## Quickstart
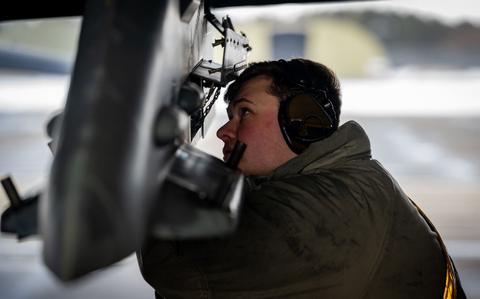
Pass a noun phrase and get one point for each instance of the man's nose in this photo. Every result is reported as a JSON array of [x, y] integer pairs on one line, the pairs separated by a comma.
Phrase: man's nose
[[227, 131]]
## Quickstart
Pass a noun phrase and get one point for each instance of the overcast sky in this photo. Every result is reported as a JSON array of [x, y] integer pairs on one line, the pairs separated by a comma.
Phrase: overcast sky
[[449, 11]]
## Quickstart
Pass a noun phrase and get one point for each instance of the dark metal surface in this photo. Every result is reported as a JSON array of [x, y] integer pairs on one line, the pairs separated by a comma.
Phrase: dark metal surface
[[22, 9], [132, 59]]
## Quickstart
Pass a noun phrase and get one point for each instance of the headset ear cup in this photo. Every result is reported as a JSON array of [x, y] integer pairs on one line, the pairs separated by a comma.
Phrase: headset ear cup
[[303, 120]]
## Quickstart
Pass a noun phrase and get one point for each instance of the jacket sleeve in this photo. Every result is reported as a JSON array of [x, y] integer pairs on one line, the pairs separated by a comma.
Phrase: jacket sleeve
[[287, 236]]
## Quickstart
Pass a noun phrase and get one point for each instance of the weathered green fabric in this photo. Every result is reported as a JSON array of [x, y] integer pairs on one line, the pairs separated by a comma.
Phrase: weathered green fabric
[[330, 223]]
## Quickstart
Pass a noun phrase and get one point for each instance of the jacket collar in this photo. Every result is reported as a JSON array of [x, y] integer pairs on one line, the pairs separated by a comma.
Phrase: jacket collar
[[348, 142]]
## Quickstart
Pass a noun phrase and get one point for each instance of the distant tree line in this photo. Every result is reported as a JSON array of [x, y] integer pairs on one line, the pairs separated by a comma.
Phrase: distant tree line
[[410, 40]]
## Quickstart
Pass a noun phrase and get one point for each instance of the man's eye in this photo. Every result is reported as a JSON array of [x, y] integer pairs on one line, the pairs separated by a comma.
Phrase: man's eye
[[243, 112]]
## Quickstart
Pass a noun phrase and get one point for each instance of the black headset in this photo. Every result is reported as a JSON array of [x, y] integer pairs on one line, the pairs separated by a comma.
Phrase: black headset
[[307, 115]]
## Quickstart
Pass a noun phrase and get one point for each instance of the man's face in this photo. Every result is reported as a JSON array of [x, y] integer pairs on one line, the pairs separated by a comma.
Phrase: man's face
[[253, 120]]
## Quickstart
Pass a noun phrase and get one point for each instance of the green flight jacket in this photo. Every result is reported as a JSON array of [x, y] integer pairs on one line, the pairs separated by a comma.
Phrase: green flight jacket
[[329, 223]]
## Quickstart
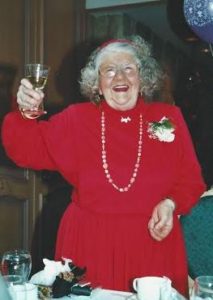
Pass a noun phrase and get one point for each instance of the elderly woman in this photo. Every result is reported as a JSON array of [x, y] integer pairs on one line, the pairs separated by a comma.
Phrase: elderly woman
[[131, 163]]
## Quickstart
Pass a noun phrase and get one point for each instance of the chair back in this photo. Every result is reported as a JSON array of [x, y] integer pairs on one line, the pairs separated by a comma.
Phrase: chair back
[[198, 234]]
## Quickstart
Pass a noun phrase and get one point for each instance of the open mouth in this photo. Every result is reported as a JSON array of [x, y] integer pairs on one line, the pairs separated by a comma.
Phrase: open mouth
[[120, 88]]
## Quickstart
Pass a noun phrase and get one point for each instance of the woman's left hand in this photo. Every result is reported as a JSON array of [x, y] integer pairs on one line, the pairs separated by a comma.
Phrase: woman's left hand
[[161, 222]]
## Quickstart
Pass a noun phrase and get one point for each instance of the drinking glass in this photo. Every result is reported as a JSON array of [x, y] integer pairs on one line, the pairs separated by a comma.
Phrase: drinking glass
[[17, 262], [203, 288], [37, 74]]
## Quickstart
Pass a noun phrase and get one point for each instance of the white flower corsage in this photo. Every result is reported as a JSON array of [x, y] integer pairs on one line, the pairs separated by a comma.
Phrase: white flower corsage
[[162, 130]]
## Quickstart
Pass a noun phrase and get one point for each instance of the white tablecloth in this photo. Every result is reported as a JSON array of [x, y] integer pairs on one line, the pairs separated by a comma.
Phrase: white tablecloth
[[102, 294]]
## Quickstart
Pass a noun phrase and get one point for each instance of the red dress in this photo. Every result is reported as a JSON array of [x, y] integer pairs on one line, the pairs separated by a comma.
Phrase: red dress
[[102, 228]]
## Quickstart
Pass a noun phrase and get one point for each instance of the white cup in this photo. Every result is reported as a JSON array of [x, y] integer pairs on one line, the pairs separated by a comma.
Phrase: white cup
[[152, 288], [27, 291]]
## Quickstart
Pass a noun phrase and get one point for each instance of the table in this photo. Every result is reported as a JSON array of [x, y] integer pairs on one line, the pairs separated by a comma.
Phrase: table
[[102, 294]]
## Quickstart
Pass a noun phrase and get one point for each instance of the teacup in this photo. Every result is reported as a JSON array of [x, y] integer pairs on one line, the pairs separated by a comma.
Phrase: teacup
[[152, 288]]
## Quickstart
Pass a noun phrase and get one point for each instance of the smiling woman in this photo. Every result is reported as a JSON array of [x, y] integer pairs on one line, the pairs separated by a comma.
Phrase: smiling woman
[[123, 181]]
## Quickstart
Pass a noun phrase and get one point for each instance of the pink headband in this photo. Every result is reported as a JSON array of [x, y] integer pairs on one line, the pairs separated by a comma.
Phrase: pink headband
[[115, 41]]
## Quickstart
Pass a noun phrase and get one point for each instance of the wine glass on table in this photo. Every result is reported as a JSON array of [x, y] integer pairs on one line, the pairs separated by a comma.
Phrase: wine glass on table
[[37, 74], [17, 263], [203, 288]]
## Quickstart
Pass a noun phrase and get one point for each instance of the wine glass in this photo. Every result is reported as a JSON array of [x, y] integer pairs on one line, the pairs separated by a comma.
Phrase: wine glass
[[203, 288], [37, 74], [17, 262]]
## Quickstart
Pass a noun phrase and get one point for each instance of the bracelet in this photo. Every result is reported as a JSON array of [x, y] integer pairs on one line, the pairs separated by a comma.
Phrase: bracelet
[[171, 202], [22, 113]]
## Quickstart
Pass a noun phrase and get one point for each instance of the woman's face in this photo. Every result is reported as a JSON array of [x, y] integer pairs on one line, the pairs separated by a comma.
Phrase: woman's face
[[119, 80]]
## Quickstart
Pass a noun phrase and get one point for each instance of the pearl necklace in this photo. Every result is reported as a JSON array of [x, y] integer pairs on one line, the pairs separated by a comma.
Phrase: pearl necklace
[[104, 156]]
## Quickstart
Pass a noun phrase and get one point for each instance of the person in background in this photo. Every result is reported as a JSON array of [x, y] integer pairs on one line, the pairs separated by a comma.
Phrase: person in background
[[130, 161]]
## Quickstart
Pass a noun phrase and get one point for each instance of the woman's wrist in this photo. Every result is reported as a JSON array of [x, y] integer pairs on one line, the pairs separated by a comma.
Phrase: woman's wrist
[[170, 202], [22, 112]]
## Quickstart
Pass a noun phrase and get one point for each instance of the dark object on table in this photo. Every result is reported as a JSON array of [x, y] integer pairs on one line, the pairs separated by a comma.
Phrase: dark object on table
[[69, 283]]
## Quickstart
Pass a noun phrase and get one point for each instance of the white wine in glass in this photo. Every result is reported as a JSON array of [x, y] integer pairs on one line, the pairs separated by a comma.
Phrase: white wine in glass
[[37, 74]]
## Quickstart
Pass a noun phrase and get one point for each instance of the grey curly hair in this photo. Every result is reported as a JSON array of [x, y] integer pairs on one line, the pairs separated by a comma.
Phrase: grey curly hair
[[151, 75]]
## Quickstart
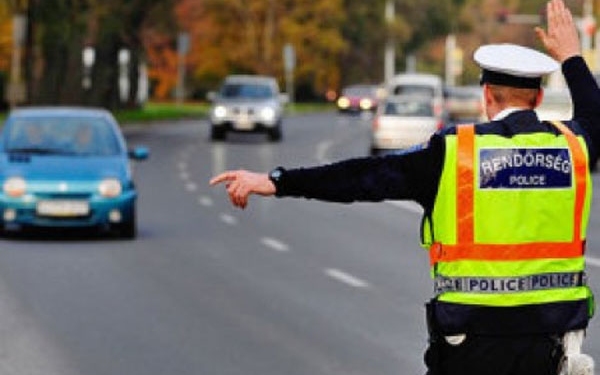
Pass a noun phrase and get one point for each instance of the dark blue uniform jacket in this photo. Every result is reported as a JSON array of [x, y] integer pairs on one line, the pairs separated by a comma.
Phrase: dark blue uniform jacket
[[414, 175]]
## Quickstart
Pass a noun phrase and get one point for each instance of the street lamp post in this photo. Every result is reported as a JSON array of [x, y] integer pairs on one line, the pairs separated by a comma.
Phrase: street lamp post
[[16, 87], [88, 57]]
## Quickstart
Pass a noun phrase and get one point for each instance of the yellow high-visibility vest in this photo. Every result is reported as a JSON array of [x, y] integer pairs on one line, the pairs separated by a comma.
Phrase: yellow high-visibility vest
[[509, 223]]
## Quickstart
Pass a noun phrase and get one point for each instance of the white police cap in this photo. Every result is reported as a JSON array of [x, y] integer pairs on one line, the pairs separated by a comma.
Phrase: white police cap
[[513, 65]]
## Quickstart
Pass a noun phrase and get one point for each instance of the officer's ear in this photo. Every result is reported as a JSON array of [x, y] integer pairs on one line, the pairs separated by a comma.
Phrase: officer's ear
[[539, 97]]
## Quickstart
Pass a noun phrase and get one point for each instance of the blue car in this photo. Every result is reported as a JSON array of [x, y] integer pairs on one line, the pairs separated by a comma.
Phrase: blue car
[[63, 167]]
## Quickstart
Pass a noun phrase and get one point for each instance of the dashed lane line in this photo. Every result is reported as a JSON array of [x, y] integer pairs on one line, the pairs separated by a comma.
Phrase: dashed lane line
[[275, 244], [346, 278], [191, 186]]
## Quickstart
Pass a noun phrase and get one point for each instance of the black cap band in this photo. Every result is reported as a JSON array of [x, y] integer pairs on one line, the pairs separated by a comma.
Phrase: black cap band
[[503, 79]]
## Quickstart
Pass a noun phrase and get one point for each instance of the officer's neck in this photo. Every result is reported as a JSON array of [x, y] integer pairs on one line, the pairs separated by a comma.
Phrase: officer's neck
[[506, 112]]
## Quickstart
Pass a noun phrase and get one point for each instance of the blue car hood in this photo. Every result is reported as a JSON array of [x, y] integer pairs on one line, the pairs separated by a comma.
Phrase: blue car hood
[[51, 167]]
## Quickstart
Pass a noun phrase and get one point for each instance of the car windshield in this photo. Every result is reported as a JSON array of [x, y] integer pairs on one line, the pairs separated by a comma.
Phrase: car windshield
[[409, 108], [61, 135], [246, 91], [406, 89]]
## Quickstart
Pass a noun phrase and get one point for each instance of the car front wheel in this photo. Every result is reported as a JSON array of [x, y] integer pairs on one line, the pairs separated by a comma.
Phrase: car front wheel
[[275, 133], [128, 228]]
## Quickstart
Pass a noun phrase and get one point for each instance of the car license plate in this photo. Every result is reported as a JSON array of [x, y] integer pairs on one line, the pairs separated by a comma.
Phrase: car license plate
[[243, 123], [63, 208]]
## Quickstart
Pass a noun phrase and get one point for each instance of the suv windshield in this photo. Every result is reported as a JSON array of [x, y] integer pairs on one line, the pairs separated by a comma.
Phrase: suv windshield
[[246, 90]]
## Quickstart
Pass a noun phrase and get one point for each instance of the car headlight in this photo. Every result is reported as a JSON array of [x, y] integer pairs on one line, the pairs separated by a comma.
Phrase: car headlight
[[366, 104], [267, 113], [220, 111], [15, 187], [343, 102], [110, 188]]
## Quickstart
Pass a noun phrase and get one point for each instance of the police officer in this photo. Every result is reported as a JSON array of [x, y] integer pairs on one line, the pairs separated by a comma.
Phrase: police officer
[[506, 205]]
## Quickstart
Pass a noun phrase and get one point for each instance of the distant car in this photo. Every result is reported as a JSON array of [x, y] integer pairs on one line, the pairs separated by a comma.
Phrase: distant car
[[418, 84], [464, 103], [404, 121], [247, 103], [358, 98], [65, 167]]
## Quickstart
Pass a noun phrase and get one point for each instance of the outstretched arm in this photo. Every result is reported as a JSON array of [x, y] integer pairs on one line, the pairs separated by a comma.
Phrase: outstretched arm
[[241, 184], [561, 40]]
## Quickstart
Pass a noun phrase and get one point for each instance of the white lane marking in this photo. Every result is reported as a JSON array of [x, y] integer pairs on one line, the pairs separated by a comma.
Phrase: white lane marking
[[346, 278], [274, 244], [190, 186], [205, 201], [590, 261], [408, 206], [228, 219], [323, 149]]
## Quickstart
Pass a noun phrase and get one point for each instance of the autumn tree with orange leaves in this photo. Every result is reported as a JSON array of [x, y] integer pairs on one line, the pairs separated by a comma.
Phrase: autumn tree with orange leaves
[[236, 36]]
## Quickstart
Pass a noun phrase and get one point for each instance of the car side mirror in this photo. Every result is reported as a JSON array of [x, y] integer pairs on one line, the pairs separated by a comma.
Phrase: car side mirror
[[139, 153]]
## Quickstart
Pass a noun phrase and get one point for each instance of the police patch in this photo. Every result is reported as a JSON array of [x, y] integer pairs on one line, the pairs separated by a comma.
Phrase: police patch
[[524, 168]]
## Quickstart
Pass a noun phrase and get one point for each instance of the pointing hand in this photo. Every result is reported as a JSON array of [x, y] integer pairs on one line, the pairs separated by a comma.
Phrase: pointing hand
[[241, 184]]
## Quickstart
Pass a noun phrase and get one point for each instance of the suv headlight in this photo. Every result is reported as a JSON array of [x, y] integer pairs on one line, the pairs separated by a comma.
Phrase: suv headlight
[[268, 114], [14, 187], [220, 111], [110, 188]]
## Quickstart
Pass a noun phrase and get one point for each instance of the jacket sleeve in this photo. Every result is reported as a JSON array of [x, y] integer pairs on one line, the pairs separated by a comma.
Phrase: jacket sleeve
[[586, 101], [411, 175]]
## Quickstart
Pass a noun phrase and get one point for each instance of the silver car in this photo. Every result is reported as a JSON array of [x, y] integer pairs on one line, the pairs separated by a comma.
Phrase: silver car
[[247, 103], [404, 121]]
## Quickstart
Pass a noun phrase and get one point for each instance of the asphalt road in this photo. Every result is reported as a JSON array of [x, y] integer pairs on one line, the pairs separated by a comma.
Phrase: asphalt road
[[286, 286]]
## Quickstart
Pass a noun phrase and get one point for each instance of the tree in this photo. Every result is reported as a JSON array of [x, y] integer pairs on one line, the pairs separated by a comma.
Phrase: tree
[[235, 36]]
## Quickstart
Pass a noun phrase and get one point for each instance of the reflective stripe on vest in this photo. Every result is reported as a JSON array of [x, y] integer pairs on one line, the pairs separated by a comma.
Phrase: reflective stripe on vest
[[465, 248], [517, 284]]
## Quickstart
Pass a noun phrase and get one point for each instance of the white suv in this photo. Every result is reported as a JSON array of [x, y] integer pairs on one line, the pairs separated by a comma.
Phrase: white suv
[[247, 103]]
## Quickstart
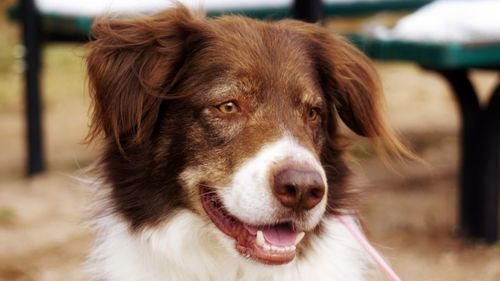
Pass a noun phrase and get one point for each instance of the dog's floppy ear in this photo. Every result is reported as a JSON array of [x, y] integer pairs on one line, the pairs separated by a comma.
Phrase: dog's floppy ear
[[350, 83], [131, 65]]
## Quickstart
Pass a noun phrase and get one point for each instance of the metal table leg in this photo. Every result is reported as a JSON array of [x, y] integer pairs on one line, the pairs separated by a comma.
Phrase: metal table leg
[[31, 41], [308, 10], [480, 156]]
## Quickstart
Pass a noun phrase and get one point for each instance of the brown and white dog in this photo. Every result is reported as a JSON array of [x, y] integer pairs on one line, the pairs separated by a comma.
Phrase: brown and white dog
[[222, 157]]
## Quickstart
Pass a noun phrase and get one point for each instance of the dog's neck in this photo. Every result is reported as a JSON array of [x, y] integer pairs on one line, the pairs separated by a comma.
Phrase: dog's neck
[[187, 248]]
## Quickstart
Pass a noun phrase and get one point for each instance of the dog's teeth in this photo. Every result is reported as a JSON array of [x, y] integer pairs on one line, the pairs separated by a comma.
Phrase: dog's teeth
[[299, 237], [260, 238]]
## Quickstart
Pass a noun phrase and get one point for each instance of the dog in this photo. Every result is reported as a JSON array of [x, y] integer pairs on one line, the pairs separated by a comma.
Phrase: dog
[[222, 154]]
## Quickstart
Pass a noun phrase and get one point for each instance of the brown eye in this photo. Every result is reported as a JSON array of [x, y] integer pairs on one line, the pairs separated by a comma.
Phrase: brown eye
[[228, 107], [313, 114]]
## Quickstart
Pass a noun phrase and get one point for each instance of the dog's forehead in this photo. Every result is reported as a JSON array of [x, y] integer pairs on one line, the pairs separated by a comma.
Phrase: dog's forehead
[[261, 60]]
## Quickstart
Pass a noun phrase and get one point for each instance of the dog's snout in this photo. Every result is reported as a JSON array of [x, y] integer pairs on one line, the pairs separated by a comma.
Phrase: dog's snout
[[298, 189]]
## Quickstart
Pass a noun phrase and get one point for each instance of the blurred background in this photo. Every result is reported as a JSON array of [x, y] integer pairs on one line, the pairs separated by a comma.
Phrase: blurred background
[[410, 211]]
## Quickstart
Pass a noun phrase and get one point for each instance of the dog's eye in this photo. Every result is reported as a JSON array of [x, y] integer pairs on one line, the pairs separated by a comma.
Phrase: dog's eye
[[228, 107], [313, 114]]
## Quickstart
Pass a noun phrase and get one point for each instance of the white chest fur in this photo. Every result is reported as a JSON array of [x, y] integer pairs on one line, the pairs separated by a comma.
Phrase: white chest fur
[[190, 248]]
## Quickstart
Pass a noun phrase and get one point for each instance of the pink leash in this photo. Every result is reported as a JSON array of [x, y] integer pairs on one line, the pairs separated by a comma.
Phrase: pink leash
[[369, 248]]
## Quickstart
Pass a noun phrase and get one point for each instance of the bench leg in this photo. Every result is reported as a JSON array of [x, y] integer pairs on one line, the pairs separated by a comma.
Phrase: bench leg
[[480, 154], [31, 41]]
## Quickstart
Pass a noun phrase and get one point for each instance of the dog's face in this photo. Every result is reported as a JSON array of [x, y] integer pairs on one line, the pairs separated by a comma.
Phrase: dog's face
[[232, 119]]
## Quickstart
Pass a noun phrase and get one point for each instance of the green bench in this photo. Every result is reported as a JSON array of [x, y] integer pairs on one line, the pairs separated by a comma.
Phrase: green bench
[[480, 154]]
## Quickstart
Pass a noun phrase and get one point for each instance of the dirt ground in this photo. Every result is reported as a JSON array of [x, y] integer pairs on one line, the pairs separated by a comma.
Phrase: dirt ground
[[410, 212]]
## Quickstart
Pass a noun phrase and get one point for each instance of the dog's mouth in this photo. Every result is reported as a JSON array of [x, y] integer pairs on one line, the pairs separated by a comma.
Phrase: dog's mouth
[[269, 244]]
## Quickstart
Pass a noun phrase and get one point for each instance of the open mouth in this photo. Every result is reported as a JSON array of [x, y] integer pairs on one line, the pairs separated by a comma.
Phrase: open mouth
[[269, 244]]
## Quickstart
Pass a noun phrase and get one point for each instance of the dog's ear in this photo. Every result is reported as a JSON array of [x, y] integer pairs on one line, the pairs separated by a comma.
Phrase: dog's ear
[[132, 64], [350, 83]]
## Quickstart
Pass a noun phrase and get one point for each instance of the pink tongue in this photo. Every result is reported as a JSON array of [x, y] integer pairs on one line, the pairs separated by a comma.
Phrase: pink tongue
[[280, 235]]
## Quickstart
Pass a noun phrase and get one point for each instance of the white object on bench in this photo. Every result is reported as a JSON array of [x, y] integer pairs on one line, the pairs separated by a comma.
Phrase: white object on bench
[[448, 21], [92, 8]]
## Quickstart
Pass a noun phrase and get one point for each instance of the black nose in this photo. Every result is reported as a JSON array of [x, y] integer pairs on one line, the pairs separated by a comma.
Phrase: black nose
[[298, 189]]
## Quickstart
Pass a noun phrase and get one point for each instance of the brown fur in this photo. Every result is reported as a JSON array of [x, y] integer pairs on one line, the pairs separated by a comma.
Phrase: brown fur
[[156, 83]]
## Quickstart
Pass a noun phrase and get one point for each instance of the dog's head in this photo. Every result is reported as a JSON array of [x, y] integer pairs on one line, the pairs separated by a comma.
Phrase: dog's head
[[231, 118]]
::::
**INSTRUCTIONS FOR THE TASK**
Copy the lines from the first one down to and including the line with "[[348, 142]]", character for character. Leave the pictures out of your copy.

**SOLUTION TO THIS EXERCISE**
## Quickstart
Pass a noun phrase and get one point for each instance of the man's nose in this photo. Every result is reported as a JSON array of [x, y] integer pairs on one line, the pairs separated by a comma.
Phrase: man's nose
[[227, 131]]
## Quickstart
Pass a noun phrase and get one point for each instance of the overcast sky in this photo. Every result is reported as a JSON array of [x, y] integer pairs on one line, the pairs separated by a comma.
Phrase: overcast sky
[[449, 11]]
## Quickstart
Pass a noun phrase and get one point for each instance of the dark metal surface in this photo. Every result is reported as a JSON array of [x, y] integer pairs on one line, the pairs separated by a comma.
Phrase: dark metal surface
[[22, 9], [132, 59]]
## Quickstart
Pass a noun phrase and get one point for each instance of the headset ear cup in this photo. Every result is reported as a JSON array of [x, y] integer pairs on one line, the pairs separated by a comma.
Phrase: headset ear cup
[[303, 120]]
## Quickstart
Pass a noun phrase and get one point for each instance of the jacket sleeve in this photo. Every result is reported as a JSON array of [x, y] integer pairs on one line, the pairs separated by a comma.
Phrase: jacket sleeve
[[287, 236]]
## Quickstart
Pass a noun phrase and get one point for each instance of the weathered green fabric in this photo. Every result is reported as a JSON array of [x, y] integer pairs on one line, the pairs separated by a comma.
Phrase: weathered green fabric
[[330, 223]]
## Quickstart
Pass a noun phrase and get one point for each instance of the jacket collar in this photo. Every result is reported as a JSON array of [x, y] integer pairs on one line, the pairs separated by a comma.
Phrase: jacket collar
[[348, 142]]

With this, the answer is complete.